-- The task --
Change every "game-film review" in the entries below to "match-footage review", keeping everything else the same.

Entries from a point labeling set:
--- begin ---

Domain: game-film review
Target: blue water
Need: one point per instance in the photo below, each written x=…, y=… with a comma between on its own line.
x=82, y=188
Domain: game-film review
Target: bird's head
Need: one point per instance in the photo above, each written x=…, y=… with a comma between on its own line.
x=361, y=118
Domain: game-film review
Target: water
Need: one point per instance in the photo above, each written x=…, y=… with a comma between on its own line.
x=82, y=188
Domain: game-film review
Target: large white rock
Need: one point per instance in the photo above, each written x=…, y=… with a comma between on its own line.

--- end ---

-- Written response --
Domain: match-footage review
Target: blue water
Need: one point per instance in the photo below, each written x=…, y=… with a comma between on its own line.
x=82, y=188
Domain: match-footage review
Target: bird's head
Need: one point per instance in the photo above, each written x=…, y=… with a comma between on its own line.
x=361, y=118
Domain: match-footage review
Target: water
Need: one point per instance in the photo above, each written x=…, y=… with a comma between on its own line.
x=82, y=188
Domain: match-footage review
Target: large white rock
Need: one point per instance in the photo above, each written x=…, y=… with a comma between on its own line.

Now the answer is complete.